WHAT YOU NEED TO DO: Which lines in the rows below contain the string "grass", with case counting? Show each of them in full.

ITEMS:

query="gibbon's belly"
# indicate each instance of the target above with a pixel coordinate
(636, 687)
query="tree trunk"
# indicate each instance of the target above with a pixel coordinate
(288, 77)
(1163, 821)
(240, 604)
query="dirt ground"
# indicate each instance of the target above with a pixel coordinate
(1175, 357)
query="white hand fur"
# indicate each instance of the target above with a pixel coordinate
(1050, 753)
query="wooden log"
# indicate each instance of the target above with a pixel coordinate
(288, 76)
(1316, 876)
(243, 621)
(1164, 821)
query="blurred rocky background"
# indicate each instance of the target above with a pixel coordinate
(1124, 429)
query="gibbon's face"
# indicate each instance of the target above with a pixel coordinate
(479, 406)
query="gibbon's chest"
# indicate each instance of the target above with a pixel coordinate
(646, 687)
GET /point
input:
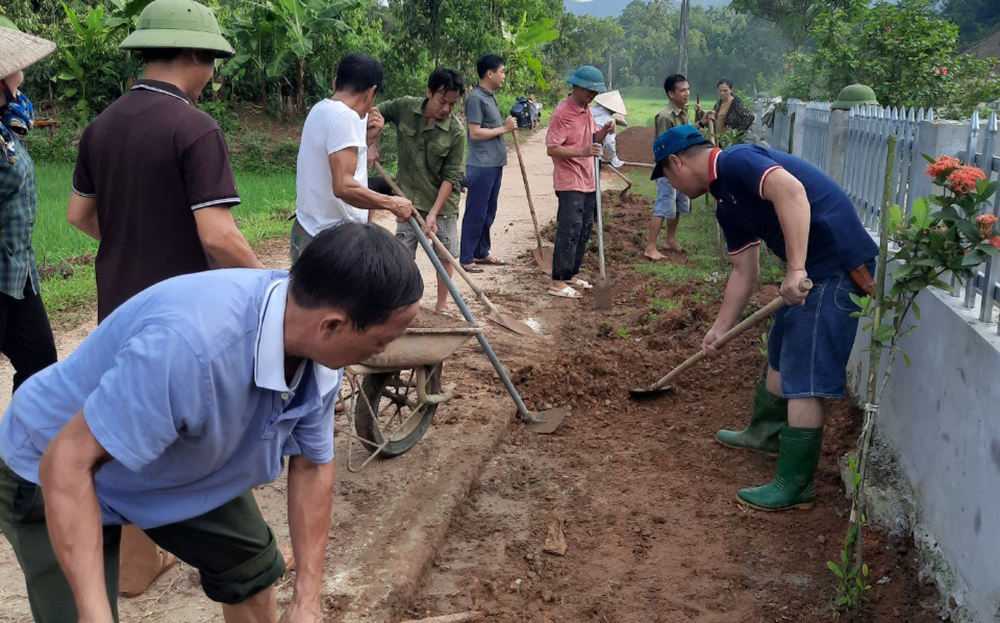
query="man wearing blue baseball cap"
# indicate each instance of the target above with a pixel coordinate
(572, 141)
(765, 195)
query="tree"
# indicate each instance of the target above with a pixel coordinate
(907, 53)
(583, 39)
(682, 37)
(300, 23)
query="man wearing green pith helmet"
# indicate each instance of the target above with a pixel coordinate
(153, 184)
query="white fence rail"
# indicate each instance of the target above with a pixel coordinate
(864, 168)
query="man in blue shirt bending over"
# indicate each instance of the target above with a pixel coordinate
(180, 403)
(765, 195)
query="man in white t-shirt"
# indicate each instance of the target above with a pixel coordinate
(331, 177)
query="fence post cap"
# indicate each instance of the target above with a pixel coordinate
(854, 94)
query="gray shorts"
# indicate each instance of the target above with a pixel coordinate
(669, 201)
(447, 234)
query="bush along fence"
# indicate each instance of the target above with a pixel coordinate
(935, 443)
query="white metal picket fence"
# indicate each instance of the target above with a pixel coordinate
(865, 161)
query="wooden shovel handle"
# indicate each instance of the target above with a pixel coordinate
(440, 245)
(729, 335)
(527, 188)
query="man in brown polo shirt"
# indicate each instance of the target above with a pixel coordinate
(153, 184)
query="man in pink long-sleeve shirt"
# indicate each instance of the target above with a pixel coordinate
(572, 146)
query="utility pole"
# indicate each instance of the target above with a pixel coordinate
(682, 38)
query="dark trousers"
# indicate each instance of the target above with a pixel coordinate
(25, 334)
(480, 211)
(575, 221)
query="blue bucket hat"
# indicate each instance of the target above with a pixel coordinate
(588, 77)
(677, 138)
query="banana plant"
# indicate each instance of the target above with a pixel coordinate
(528, 39)
(300, 23)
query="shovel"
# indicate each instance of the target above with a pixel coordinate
(542, 422)
(504, 320)
(602, 289)
(662, 386)
(543, 254)
(624, 178)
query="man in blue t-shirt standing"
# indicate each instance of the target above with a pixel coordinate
(484, 163)
(764, 195)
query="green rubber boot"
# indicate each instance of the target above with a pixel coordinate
(769, 414)
(793, 486)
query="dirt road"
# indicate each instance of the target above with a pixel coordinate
(643, 495)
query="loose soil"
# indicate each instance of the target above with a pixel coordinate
(429, 319)
(645, 496)
(635, 144)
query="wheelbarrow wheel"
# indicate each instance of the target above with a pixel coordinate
(397, 416)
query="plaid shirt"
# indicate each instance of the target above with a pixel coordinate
(17, 219)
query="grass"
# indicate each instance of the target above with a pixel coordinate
(268, 201)
(644, 102)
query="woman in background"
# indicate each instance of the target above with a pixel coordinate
(25, 333)
(729, 113)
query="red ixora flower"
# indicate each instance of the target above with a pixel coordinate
(986, 223)
(943, 166)
(964, 179)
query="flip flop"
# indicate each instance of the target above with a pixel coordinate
(566, 293)
(491, 260)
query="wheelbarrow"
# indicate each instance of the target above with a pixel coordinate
(396, 393)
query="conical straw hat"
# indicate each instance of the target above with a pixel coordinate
(612, 100)
(19, 50)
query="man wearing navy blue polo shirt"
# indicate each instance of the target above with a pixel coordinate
(765, 195)
(182, 401)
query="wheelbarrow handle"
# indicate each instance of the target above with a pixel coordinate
(756, 318)
(522, 410)
(451, 258)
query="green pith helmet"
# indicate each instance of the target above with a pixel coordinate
(178, 24)
(588, 77)
(854, 95)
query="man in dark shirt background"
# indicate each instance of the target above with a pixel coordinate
(154, 186)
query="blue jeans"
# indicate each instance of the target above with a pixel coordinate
(480, 211)
(810, 344)
(670, 202)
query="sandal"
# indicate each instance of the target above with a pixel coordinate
(566, 293)
(491, 260)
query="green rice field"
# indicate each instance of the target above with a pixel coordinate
(644, 102)
(268, 201)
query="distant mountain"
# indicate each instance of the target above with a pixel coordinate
(613, 8)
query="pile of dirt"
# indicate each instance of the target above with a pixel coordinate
(429, 319)
(641, 492)
(635, 144)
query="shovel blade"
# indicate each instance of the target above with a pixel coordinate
(645, 393)
(602, 293)
(509, 322)
(545, 422)
(543, 257)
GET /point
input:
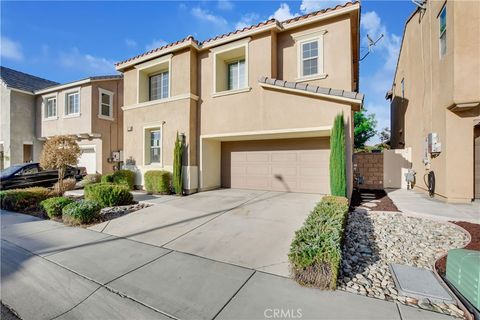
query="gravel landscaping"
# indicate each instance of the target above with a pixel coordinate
(375, 239)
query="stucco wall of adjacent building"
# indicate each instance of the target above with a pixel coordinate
(432, 85)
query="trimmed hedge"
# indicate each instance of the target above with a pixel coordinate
(53, 206)
(122, 177)
(158, 181)
(316, 251)
(81, 212)
(24, 200)
(109, 195)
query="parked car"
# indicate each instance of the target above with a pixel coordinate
(32, 175)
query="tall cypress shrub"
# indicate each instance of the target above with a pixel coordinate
(177, 166)
(338, 174)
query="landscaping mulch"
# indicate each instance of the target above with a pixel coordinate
(474, 230)
(367, 198)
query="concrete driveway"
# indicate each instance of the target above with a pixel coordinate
(246, 228)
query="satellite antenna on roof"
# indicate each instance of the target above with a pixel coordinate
(371, 43)
(420, 3)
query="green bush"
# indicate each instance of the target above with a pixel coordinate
(107, 178)
(338, 175)
(24, 200)
(109, 195)
(316, 251)
(158, 181)
(53, 206)
(123, 177)
(81, 212)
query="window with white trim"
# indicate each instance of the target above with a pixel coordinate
(443, 31)
(153, 145)
(310, 58)
(236, 75)
(72, 105)
(50, 108)
(105, 104)
(159, 86)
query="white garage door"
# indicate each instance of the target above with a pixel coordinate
(88, 159)
(293, 165)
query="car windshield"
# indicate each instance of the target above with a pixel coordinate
(10, 170)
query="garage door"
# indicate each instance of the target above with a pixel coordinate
(88, 159)
(293, 165)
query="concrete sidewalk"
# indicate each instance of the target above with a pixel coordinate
(420, 204)
(51, 271)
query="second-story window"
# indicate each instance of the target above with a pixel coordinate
(159, 86)
(50, 108)
(443, 31)
(310, 58)
(236, 75)
(72, 106)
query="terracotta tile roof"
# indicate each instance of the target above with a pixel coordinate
(252, 27)
(320, 12)
(159, 48)
(312, 88)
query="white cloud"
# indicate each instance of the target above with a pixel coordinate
(247, 20)
(88, 63)
(130, 43)
(283, 13)
(206, 16)
(308, 6)
(10, 49)
(156, 43)
(225, 5)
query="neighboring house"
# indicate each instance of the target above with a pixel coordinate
(89, 109)
(18, 143)
(436, 90)
(256, 106)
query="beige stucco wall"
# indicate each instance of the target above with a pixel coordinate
(432, 85)
(108, 133)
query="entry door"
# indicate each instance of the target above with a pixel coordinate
(88, 159)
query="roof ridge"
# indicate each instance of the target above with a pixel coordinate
(27, 74)
(247, 28)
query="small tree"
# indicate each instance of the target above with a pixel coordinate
(364, 128)
(58, 153)
(338, 175)
(177, 166)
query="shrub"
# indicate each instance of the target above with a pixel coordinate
(338, 175)
(23, 200)
(157, 181)
(107, 178)
(53, 206)
(108, 195)
(316, 253)
(68, 184)
(81, 212)
(177, 167)
(125, 177)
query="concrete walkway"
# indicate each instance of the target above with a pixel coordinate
(49, 271)
(420, 204)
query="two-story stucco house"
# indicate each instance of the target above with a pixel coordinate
(256, 106)
(89, 109)
(436, 94)
(18, 143)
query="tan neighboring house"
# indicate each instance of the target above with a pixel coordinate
(256, 106)
(435, 98)
(89, 109)
(18, 142)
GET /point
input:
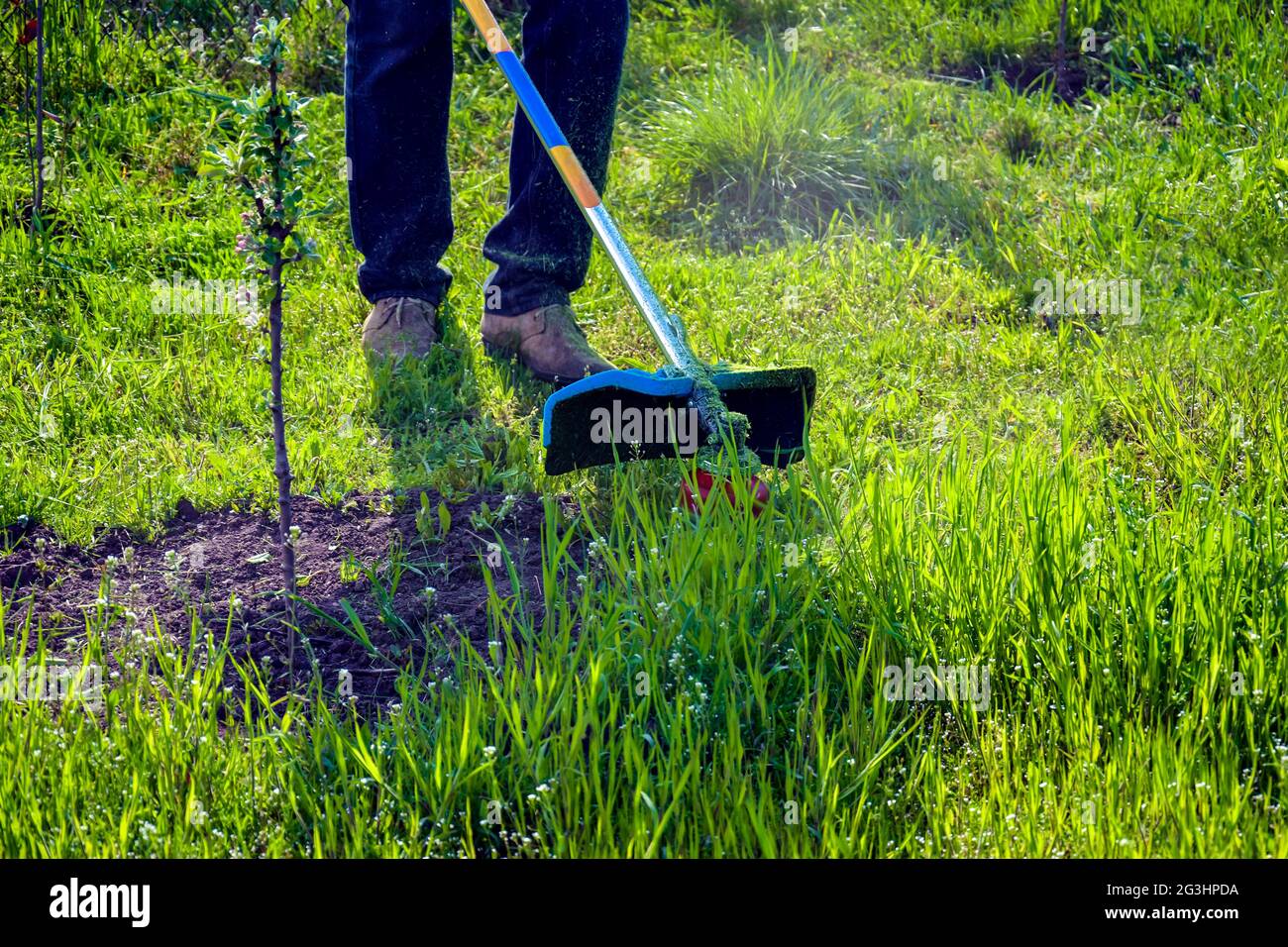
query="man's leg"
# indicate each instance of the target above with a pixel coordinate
(541, 247)
(397, 89)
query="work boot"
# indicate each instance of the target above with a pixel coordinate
(399, 326)
(548, 341)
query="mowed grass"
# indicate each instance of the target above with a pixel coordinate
(1089, 506)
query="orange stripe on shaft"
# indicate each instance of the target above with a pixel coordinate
(487, 25)
(576, 175)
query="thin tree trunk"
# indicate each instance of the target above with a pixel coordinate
(1061, 78)
(39, 196)
(282, 463)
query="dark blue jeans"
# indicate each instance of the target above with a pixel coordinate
(398, 81)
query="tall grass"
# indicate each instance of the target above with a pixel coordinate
(761, 142)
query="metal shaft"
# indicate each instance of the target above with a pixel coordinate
(666, 328)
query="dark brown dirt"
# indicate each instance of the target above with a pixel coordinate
(228, 575)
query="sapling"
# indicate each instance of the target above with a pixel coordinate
(266, 163)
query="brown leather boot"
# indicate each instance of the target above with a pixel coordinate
(399, 326)
(548, 341)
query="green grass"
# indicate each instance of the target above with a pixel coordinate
(1094, 510)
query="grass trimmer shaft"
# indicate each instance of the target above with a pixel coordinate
(765, 411)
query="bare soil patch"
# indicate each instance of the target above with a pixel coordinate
(369, 554)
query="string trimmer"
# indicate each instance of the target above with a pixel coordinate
(761, 411)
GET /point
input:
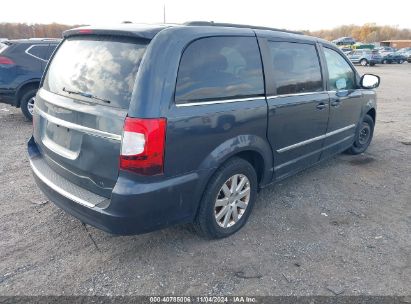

SOLUTION TO THIS TASK:
query="grass"
query="mowed grass"
query="tall grass"
query="green grass"
query="grass trimmer shaft"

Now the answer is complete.